### SUPPLIED PASSAGE
------------------------------------------------

OUAGADOUGOU (Reuters) - Authorities in Burkina Faso began exhuming the remains of former president Thomas Sankara on Monday in a bid to establish responsibility for a murder that has dogged the West African country since 1987.
Sankara’s relatives have for years pressed for the remains to be tested, saying they suspect it may not be that of the former president, who died in a coup that brought his former ally Blaise Compaore to power.
Witnesses at the Daghnoen cemetery on the outskirts of the capital Ouagadougou said the exhumation of Sankara’s body and those of 12 colleagues had begun with the families of the victims and lawyers present.
“We are worried. What if these are not the bodies of the people who are supposed to be in these graves?,” asked Arouna Sawadogo, president of a civil society organization. “If we open the supposed grave of the president of Burkina Faso and it is not him, what will happen?”
Family members who witnessed the process told Reuters that only two of the 13 graves were exhumed by the end of the day and the process will continue on Tuesday with the exhumation of Sankara’s grave.
Bones and some remains of clothing were found in the two graves that were exhumed under a heavy police presence, the sources added.
Compaore faced questions about Sankara’s death throughout his presidency, but attempts to mount a judicial investigation stalled.

------------------------------------------------

[Stored records]
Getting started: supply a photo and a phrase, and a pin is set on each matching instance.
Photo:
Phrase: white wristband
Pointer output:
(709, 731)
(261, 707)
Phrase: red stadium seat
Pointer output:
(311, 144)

------------------------------------------------

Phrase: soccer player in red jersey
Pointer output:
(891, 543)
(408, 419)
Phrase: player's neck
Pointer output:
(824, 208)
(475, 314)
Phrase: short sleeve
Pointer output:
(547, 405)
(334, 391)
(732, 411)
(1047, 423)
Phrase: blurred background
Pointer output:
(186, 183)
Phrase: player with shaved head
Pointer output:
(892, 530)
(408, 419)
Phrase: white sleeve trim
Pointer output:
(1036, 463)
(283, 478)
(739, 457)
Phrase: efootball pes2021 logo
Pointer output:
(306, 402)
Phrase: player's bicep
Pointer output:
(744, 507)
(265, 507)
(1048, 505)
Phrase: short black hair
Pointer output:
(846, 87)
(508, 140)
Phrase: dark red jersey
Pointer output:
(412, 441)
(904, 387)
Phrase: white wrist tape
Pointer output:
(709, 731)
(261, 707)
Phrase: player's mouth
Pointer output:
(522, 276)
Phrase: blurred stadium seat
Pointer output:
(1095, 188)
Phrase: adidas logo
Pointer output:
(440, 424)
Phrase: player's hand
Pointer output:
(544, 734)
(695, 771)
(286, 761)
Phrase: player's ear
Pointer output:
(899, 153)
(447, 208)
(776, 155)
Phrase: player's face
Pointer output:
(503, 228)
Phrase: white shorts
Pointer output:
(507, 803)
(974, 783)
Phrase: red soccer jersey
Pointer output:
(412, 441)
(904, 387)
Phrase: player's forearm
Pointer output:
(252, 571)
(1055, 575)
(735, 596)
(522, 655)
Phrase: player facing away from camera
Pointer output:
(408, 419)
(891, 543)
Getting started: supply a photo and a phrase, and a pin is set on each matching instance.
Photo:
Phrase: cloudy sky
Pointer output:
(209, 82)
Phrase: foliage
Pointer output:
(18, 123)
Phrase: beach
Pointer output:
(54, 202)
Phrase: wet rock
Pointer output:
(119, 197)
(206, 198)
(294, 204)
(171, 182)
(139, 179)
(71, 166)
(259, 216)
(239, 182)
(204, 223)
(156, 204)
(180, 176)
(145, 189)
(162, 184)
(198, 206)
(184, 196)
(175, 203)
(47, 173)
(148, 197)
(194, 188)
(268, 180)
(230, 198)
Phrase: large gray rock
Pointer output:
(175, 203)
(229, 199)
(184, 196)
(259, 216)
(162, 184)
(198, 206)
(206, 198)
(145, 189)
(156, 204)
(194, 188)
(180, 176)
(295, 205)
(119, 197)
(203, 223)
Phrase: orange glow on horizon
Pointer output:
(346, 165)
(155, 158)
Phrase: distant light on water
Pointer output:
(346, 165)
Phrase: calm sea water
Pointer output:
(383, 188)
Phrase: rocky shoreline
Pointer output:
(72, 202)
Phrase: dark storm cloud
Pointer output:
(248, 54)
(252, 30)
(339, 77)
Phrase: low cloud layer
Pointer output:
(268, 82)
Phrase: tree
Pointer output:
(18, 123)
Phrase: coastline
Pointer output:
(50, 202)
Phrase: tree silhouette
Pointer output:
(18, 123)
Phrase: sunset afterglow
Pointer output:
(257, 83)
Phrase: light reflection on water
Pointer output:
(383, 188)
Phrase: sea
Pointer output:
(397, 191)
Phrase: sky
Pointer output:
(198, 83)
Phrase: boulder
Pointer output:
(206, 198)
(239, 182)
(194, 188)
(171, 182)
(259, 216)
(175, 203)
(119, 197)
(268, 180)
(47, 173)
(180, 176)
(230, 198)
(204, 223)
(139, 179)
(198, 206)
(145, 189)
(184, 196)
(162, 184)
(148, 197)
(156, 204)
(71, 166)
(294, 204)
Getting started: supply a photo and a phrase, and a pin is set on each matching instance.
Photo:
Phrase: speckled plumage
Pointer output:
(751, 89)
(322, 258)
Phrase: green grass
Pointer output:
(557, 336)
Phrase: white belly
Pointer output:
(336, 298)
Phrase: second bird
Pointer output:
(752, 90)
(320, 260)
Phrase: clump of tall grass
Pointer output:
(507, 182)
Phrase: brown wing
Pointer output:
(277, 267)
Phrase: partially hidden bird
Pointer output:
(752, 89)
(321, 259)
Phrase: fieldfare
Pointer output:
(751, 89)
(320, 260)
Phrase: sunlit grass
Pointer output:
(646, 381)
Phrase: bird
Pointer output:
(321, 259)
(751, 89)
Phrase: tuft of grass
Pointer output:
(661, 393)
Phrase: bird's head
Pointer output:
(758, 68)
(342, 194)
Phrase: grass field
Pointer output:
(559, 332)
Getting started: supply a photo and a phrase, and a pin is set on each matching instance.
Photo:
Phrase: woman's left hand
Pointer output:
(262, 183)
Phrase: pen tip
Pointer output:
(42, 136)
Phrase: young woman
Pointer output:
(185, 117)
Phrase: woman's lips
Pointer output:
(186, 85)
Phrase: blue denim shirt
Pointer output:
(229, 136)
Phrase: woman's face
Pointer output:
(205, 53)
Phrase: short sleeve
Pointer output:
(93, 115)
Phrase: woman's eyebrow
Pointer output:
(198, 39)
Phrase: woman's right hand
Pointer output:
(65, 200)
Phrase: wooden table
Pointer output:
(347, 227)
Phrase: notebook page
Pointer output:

------------------------------------------------

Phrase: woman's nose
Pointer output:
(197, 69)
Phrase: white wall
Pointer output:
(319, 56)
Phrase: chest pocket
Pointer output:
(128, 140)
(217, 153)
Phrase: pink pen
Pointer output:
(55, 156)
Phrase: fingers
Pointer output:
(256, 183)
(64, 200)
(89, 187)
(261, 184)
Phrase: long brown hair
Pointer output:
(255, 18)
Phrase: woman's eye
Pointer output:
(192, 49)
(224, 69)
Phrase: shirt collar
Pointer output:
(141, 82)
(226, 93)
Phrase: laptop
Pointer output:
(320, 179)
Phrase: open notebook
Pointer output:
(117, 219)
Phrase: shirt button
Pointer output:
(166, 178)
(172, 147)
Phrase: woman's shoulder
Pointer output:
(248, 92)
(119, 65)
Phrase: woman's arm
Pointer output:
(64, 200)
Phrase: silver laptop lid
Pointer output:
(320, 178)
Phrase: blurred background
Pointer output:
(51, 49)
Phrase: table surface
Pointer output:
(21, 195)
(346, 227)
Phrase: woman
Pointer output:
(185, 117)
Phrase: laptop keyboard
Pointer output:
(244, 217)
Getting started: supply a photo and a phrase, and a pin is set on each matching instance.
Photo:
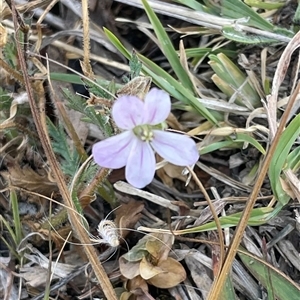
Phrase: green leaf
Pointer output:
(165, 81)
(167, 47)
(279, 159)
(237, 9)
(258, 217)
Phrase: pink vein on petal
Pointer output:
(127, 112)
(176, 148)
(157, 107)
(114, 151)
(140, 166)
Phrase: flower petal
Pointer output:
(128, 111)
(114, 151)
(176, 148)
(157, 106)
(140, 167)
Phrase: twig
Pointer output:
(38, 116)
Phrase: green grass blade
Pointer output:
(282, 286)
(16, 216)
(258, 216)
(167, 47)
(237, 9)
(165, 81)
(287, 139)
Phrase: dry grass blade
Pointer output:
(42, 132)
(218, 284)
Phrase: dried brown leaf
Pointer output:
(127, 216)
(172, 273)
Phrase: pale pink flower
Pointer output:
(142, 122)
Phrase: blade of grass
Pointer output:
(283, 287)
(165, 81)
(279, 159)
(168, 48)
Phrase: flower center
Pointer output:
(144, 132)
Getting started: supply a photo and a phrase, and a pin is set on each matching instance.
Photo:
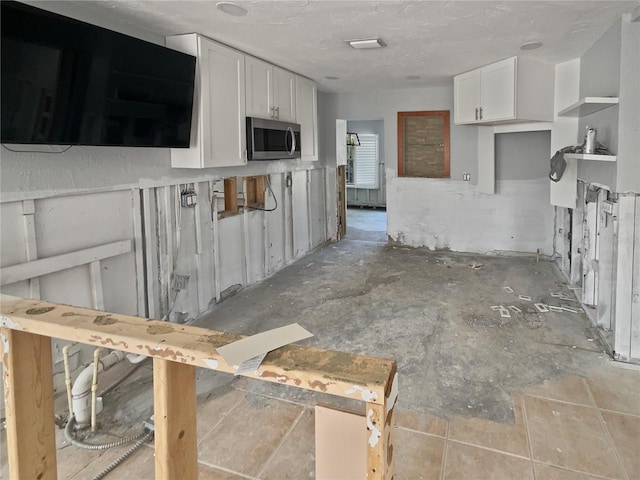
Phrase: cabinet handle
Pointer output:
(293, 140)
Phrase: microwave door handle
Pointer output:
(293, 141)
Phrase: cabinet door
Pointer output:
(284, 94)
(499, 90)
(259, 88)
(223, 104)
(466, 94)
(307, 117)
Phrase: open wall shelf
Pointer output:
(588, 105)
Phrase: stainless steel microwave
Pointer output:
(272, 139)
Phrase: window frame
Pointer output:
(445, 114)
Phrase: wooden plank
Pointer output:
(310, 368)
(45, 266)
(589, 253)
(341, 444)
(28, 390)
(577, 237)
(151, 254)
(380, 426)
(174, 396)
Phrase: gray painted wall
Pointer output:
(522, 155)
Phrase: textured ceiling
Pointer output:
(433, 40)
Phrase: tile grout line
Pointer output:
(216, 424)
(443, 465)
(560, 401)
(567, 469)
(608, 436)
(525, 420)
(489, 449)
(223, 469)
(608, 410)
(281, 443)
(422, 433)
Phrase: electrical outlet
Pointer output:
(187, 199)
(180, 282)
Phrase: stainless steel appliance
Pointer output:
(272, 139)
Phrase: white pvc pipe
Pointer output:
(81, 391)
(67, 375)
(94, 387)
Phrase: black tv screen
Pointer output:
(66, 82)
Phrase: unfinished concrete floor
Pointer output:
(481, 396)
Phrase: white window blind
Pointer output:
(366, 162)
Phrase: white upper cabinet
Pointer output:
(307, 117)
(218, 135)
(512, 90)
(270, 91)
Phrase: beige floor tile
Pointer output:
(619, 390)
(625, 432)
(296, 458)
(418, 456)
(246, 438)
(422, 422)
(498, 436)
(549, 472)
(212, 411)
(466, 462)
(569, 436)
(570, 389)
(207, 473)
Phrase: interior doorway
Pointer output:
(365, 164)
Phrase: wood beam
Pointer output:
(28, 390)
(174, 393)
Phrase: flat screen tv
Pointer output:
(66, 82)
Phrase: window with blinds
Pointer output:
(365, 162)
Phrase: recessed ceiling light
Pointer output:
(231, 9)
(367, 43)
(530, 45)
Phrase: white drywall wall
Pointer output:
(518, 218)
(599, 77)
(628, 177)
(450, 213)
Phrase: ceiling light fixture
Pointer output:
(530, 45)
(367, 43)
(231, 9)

------------------------------------------------

### ACTIVITY LIST
(1) In the report on the Sankara exhumation, how many graves had been exhumed by the end of the first day?
(2) List every person named in the report on the Sankara exhumation.
(3) Proceed with the report on the Sankara exhumation, picking up after its final sentence.

### ANSWERS PROVIDED
(1) Two of the 13 graves.

(2) Thomas Sankara, Blaise Compaore, Arouna Sawadogo

(3)
Compaore fled after a popular uprising against his rule in October last year and was replaced by an interim government led by Michel Kafando who promised to authorize an exhumation.
Sankara took power in a coup in 1983 and quickly established a reputation as a visionary nationalist and pan-Africanist, known for his charisma and trademark military red beret.
He nationalized land and mineral wealth, moved to improve health and education in the impoverished country, pressed for debt reduction, promoted women into leadership and changed the country’s name from Upper Volta.
Many African intellectuals viewed him as a model, not least because he appeared to eschew the luxury enjoyed by fellow African leaders.
Sankara’s sons Philippe and Auguste have provided DNA samples so experts can confirm whether the remains in the tomb are his. Any definitive attempt at identification may take weeks, experts said.